§ WHAT TO PRODUCE: Each record below must be written out again in exactly the same form.

§ EXERCISE DATA:
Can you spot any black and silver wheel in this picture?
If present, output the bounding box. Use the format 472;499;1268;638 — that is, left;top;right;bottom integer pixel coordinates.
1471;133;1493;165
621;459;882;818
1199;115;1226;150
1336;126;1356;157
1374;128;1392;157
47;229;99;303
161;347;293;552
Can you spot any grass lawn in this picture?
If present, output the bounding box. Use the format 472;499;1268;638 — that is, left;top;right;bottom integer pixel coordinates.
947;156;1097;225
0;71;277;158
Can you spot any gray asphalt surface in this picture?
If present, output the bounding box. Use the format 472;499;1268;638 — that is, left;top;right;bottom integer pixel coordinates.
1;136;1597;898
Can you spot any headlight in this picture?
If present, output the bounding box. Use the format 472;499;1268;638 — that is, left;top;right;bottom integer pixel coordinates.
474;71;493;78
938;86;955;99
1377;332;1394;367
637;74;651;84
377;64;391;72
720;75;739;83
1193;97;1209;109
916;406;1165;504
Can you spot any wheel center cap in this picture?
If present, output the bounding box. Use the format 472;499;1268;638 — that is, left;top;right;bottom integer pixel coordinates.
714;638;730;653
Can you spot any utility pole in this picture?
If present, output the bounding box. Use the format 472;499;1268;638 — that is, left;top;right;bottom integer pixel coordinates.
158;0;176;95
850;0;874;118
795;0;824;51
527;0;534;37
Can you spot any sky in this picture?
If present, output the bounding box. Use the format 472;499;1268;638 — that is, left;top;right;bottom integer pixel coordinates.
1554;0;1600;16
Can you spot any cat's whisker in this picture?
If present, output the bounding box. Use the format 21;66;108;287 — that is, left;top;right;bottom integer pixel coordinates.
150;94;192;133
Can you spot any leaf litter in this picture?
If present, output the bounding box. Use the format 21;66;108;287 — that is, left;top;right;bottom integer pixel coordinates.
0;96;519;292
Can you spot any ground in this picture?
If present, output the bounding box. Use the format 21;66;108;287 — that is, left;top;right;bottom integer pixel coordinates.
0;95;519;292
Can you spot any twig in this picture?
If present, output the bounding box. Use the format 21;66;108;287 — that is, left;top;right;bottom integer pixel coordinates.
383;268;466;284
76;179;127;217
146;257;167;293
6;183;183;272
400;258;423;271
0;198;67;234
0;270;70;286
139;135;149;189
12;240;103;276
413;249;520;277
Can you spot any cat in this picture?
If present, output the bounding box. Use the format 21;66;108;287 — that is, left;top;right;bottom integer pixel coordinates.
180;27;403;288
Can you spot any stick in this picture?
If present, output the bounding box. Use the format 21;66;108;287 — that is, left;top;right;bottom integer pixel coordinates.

§ ANSWER TO THE PROBLEM:
Can you spot any black and silver wheel in this picture?
If present, output the bounding box. Use the format 472;499;1268;638 — that is, left;top;right;bottom integer pixel coordinates.
1471;133;1493;165
621;459;882;818
1199;115;1226;150
1336;126;1356;157
1374;128;1392;157
47;229;99;303
161;347;293;552
Can you spot any grass lawn in this picture?
If present, output the bounding box. Use the format 472;499;1268;638 — that is, left;top;right;bottom integer pixel coordinates.
947;156;1097;225
0;71;277;158
Can you spot any gray asphalt surface in this picture?
If present, output the bounding box. Use the format 472;499;1268;638 — that is, left;top;right;bottom integer pixel coordinates.
1;136;1597;898
Can you spot any headlight in this picture?
If present, output the bounding box. Use the format 472;499;1268;638 — that is, left;top;right;bottom integer pixel coordinates.
474;71;493;78
938;86;955;99
1377;332;1394;367
637;74;651;84
377;64;391;72
720;75;739;83
1193;97;1209;109
916;406;1165;504
Can you spot any wheel center cap in this picture?
If present, output the bounding box. Use the format 472;499;1268;638 — that is, left;top;right;bottom integer pixel coordinates.
714;638;730;653
Can you spot any utility pole in this picture?
If present, output the bounding box. Use the format 472;499;1268;638 — that is, left;top;right;bottom integer pixel coordinates.
158;0;176;95
850;0;874;118
795;0;824;51
527;0;534;37
Can you spot any sky in this picture?
If present, output the bounding box. Use the format 472;499;1268;638 — that is, left;top;right;bottom integer pixel coordinates.
1554;0;1600;16
Can you spot any cat's whisker in this picture?
If present, output the bounding box. Use the format 21;66;108;287 — that is, left;top;right;bottom integer pixel coordinates.
150;94;192;133
Can you spot any leaf litter in this picture?
If present, output the bounding box. Use the format 21;66;108;287 — that is, left;top;right;bottom integer pixel coordinates.
0;96;519;292
Can you spot any ground in this picture?
If present, output the bounding box. Use the format 21;66;108;287 — that is, left;top;right;bottom integer pixel coordinates.
0;95;519;292
Can you spot any twig in this picture?
If present, output the bounding box. Use the format 21;66;108;287 — that is, left;top;right;bottom integer pixel coordinates.
383;268;466;284
76;179;127;217
146;257;167;293
6;183;183;272
400;258;423;271
0;198;67;234
0;270;70;286
139;135;149;189
12;240;103;276
413;249;520;277
Can you spot any cat in this picture?
If present, output the bounding box. Use the format 21;66;108;287 — that is, left;top;right;bottom integer pixel coordinates.
180;27;403;288
Can you spot any stick in this picture?
If present, output the bounding box. Use the format 21;66;108;287 — that is, left;top;right;bottom integer pixel coordinates.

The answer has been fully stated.